- **DIRECTIONS**:
Each record below should be written out again exactly.

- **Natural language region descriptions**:
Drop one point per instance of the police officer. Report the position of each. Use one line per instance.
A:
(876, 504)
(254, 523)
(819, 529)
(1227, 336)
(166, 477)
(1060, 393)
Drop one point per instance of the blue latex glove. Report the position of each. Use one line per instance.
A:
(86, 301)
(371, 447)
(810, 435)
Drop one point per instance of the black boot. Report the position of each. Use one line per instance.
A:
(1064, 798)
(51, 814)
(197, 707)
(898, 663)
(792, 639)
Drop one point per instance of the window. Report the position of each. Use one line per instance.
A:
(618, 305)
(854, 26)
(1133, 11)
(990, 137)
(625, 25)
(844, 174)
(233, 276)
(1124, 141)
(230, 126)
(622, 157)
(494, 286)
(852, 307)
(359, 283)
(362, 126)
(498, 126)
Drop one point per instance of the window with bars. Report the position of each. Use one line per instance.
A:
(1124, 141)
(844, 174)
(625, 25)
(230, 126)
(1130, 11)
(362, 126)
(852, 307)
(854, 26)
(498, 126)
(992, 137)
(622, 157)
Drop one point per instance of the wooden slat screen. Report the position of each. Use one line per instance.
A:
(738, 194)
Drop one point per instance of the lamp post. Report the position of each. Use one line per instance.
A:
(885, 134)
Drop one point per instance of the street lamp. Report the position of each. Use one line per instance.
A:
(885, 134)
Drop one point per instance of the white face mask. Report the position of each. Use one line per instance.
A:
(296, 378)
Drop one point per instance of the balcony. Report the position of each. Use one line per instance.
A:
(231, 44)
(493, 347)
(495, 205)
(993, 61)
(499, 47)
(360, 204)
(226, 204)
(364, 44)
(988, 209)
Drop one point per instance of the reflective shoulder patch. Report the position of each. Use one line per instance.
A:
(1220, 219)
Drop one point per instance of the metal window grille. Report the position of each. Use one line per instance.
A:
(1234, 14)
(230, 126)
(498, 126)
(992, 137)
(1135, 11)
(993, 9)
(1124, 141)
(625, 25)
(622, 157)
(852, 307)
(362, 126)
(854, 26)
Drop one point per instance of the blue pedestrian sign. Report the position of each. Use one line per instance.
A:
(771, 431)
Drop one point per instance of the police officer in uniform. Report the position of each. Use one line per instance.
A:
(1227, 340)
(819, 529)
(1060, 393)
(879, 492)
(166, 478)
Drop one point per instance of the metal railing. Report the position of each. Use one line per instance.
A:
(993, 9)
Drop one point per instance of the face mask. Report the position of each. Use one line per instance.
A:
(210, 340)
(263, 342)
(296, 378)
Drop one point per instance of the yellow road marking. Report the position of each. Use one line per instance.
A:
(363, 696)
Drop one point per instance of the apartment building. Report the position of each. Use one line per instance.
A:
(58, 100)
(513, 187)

- **SOLUTION TO THE PROBLEM**:
Drop one point per instance of the police officer. Report the position of each. Use one line per instance.
A:
(876, 504)
(254, 523)
(819, 529)
(1227, 336)
(166, 477)
(1060, 393)
Drop one point per instance of the blue latex glove. Report the position of each. Use one line per instance.
A:
(86, 301)
(371, 447)
(810, 435)
Drop one point per instance of the black boot. Report the position of each. Use one line per instance.
A:
(1064, 798)
(51, 814)
(197, 707)
(898, 663)
(792, 639)
Drop one point per instance of the window. Report the position of each. Use one line per instance.
A:
(618, 305)
(854, 26)
(1133, 11)
(990, 137)
(625, 25)
(844, 174)
(233, 276)
(1124, 141)
(230, 126)
(622, 157)
(494, 286)
(852, 307)
(359, 283)
(362, 126)
(498, 126)
Drop one point per instance of the window with bars. Report the position of each. Use one line per instance.
A:
(1124, 141)
(844, 174)
(625, 25)
(230, 126)
(1130, 11)
(362, 126)
(852, 307)
(854, 26)
(498, 126)
(992, 137)
(622, 157)
Drop one point per instance of the wooden slat screen. Report the position of each. Use one line per instance.
A:
(738, 194)
Drop one point per instance of the lamp post. Report the position of each. Use one line per instance.
A:
(885, 134)
Drop one point per instance of the street lamp. Report the position of each. Use one line per instance.
A:
(885, 134)
Drop one point per instance of the white face mask. Report the position of each. Use one line per instance.
A:
(296, 378)
Drop one point per instance of the balcony. Report the position of each. Use one line per instance.
A:
(231, 44)
(493, 347)
(495, 205)
(993, 61)
(499, 47)
(360, 204)
(226, 204)
(364, 44)
(988, 209)
Drop one point per instance of the reflective shoulder patch. Report the position of each. Use one line per instance.
A:
(1220, 219)
Drop one point per instance of the metal window grille. Report the position of each. Use one line per instance.
A:
(1234, 14)
(230, 126)
(498, 126)
(992, 137)
(1135, 11)
(993, 9)
(1124, 141)
(625, 25)
(622, 157)
(852, 307)
(362, 126)
(854, 26)
Drop one point per instance of the blue pedestrian sign. Report the position of each. Use one line per instance.
A:
(771, 431)
Drop one point per instance of the police officer in uniform. Report the position of each. Use one line per instance.
A:
(1227, 340)
(819, 529)
(1060, 393)
(879, 492)
(166, 478)
Drop one point per instance of the metal railing. Report the position of each. Use one line per instance.
A:
(993, 9)
Drop one point per instance of the face mask. Report the position of each. Use one line per instance.
A:
(210, 340)
(263, 342)
(296, 378)
Drop one point per instance of the yellow road marking. Report the position of each. Use one line per instance.
A:
(363, 696)
Drop one point per instance of the apartment building. Report the position of each. Use one line per instance.
A:
(58, 100)
(513, 187)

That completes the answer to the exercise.